» **To do**
Copy every line of the material below word for word.

» **Exercise materials**
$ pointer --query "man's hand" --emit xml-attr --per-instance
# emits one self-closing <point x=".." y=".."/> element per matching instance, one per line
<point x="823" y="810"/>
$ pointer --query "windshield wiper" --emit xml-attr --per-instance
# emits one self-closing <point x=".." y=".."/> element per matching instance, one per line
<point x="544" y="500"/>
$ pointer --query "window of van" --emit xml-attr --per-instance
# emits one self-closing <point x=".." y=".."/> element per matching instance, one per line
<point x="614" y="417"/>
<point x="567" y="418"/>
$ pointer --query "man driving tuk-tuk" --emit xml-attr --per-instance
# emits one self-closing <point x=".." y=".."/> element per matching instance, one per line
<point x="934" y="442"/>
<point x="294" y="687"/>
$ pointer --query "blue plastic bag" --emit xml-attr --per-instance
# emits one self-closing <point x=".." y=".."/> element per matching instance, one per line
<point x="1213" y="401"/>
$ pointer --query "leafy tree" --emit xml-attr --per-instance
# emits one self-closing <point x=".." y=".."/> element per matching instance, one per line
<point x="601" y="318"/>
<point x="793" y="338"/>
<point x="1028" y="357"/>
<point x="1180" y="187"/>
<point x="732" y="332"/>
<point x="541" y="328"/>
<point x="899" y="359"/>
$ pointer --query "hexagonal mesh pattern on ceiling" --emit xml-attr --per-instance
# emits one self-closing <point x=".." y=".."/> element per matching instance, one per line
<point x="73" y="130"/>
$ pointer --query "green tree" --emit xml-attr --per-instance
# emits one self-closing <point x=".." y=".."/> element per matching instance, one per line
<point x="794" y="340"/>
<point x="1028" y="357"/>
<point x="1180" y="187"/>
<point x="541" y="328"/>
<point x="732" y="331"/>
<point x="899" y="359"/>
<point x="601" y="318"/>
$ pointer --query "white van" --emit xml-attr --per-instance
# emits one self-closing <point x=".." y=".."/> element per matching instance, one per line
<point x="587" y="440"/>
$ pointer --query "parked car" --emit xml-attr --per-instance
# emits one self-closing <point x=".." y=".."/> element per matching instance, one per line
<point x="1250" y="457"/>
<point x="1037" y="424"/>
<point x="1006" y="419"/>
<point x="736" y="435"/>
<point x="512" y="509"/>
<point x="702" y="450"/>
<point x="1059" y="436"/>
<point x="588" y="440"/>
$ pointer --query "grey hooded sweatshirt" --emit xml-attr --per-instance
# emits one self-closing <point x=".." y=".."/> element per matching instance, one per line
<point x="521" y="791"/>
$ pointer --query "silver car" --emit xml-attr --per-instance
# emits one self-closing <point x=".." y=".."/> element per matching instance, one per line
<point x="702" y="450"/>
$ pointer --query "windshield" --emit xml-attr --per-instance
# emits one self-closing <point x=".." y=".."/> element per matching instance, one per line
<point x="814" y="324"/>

» **Exercise output**
$ pointer --query "man's hand" --emit xml-attr --per-instance
# emits one self-closing <point x=".." y=".."/> element per matching instance, one per line
<point x="823" y="810"/>
$ pointer --query "windshield wiper" --emit xml-attr --per-instance
# emits one self-closing <point x=".." y=".."/> element per matching instance, one per line
<point x="544" y="500"/>
$ pointer --query "window of van" --emit xml-attr --per-instance
# emits one self-closing <point x=".." y=".."/> element per matching instance, one per line
<point x="614" y="417"/>
<point x="567" y="418"/>
$ pointer --query "man driving tuk-tuk" --emit xml-attr --per-instance
# emits one self-closing <point x=".." y=".."/> element per matching instance, one per line
<point x="934" y="442"/>
<point x="294" y="687"/>
$ pointer --query "blue plastic bag" --emit xml-attr --per-instance
# emits one self-closing <point x=".." y=".."/> element per matching instance, one per line
<point x="1213" y="401"/>
$ pointer --query "leafy tree" --emit xml-attr --per-instance
# emits one self-closing <point x=".." y=".."/> element per matching instance, one per line
<point x="601" y="318"/>
<point x="793" y="338"/>
<point x="1028" y="357"/>
<point x="1180" y="187"/>
<point x="732" y="332"/>
<point x="541" y="328"/>
<point x="899" y="359"/>
$ pointer --query "hexagonal mesh pattern on ceiling" --emit xml-attr --per-instance
# emits one self-closing <point x=".." y=".."/> element per matching instance, one per line
<point x="73" y="130"/>
$ pointer --query "green tree" --emit xml-attr --per-instance
# emits one self-closing <point x=".." y=".."/> element per matching instance, one per line
<point x="794" y="340"/>
<point x="1028" y="357"/>
<point x="1180" y="187"/>
<point x="541" y="328"/>
<point x="732" y="331"/>
<point x="899" y="359"/>
<point x="601" y="318"/>
$ pointer --query "white van" --emit xml-attr --per-instance
# emits one self-closing <point x=".." y=".."/> element per matching instance, one per line
<point x="587" y="440"/>
$ pointer --query "parked car" --emit xml-attr --per-instance
# emits one self-closing <point x=".." y=".."/> element per matching instance, one per line
<point x="1250" y="457"/>
<point x="1037" y="424"/>
<point x="1006" y="419"/>
<point x="736" y="435"/>
<point x="512" y="509"/>
<point x="702" y="450"/>
<point x="1059" y="436"/>
<point x="588" y="440"/>
$ pointer --query "grey hooded sweatshirt" --emit xml-attr --per-instance
# emits one self-closing <point x=".." y=".."/> element per matching instance, one per line
<point x="521" y="791"/>
$ pointer --query "silver car" --emit xml-attr --per-instance
# emits one self-closing <point x=".." y=".."/> element per matching instance, one per line
<point x="702" y="450"/>
$ pointer --query "windshield" --emit xml-attr --per-instance
# emits one self-closing <point x=".." y=".."/> element per matching instance, one per line
<point x="814" y="324"/>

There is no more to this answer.